== TASK TO CARRY OUT ==
Which lines in the items below contain the word "road"? Copy each of those lines.

Excerpts from point annotation data:
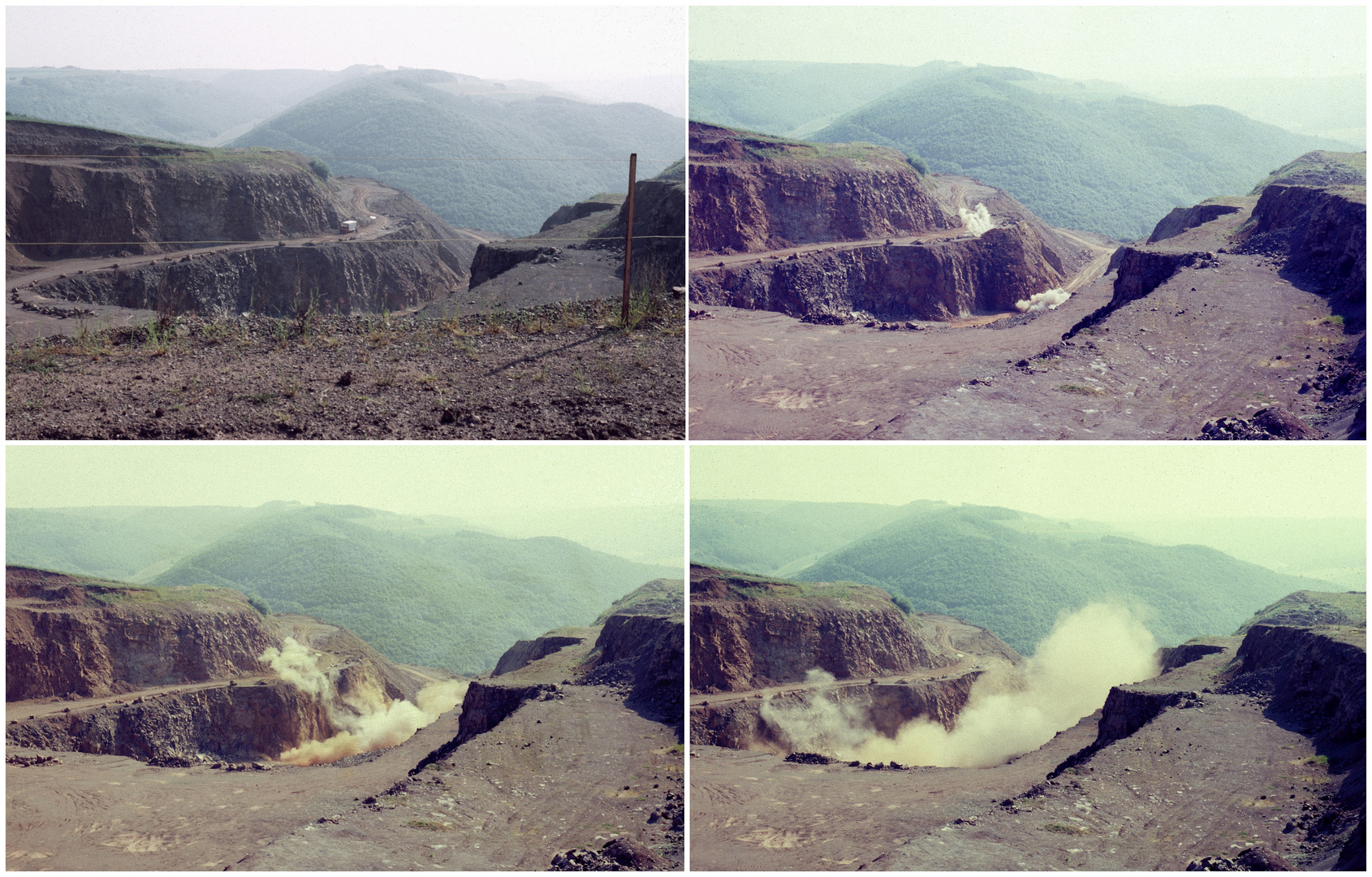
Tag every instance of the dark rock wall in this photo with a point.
(926, 282)
(240, 722)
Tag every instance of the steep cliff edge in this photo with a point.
(749, 633)
(97, 192)
(753, 192)
(936, 280)
(80, 194)
(67, 636)
(185, 674)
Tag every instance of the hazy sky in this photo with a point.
(1113, 43)
(550, 44)
(463, 481)
(1102, 482)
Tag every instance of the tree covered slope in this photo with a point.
(1014, 572)
(425, 114)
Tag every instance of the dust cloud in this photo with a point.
(367, 717)
(977, 221)
(1043, 300)
(1010, 711)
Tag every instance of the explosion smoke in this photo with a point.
(977, 221)
(1043, 300)
(1010, 711)
(367, 717)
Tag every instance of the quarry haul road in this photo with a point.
(1216, 341)
(22, 324)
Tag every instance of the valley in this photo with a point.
(1234, 753)
(571, 747)
(310, 332)
(918, 336)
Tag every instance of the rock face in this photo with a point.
(659, 230)
(133, 194)
(1312, 673)
(1141, 274)
(751, 194)
(93, 640)
(938, 280)
(885, 708)
(527, 650)
(1323, 235)
(749, 634)
(356, 278)
(645, 652)
(235, 724)
(1181, 218)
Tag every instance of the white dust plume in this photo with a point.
(367, 718)
(1043, 300)
(977, 221)
(1010, 711)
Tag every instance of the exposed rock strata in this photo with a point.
(240, 722)
(743, 642)
(938, 280)
(527, 650)
(145, 194)
(97, 640)
(645, 652)
(1181, 218)
(751, 194)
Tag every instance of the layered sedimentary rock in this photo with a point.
(239, 722)
(132, 194)
(751, 194)
(936, 280)
(749, 634)
(66, 637)
(354, 278)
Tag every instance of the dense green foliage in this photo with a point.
(977, 564)
(1080, 155)
(453, 598)
(1309, 608)
(766, 537)
(139, 105)
(363, 123)
(789, 97)
(419, 590)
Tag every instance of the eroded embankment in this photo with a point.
(177, 729)
(486, 706)
(331, 278)
(93, 640)
(882, 708)
(936, 280)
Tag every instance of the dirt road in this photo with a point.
(1220, 341)
(22, 284)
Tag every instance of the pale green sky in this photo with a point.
(463, 481)
(1102, 482)
(1113, 43)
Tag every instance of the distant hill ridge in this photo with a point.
(421, 590)
(1079, 154)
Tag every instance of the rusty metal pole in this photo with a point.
(628, 239)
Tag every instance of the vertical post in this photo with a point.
(628, 239)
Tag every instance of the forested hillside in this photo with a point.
(1079, 154)
(412, 114)
(421, 590)
(1014, 572)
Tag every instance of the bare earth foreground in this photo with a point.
(554, 372)
(1208, 781)
(570, 771)
(1221, 339)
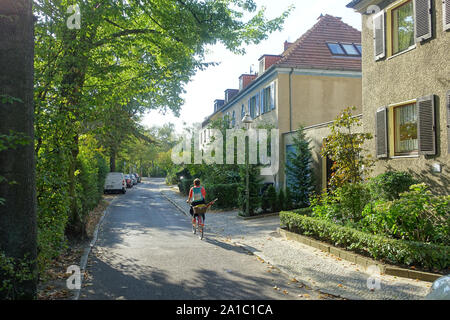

== THE COMPLETED TASK ==
Tag every instance of the quarry haul road in this photo with a point.
Tag every instance of the dirt road in this photo with a point.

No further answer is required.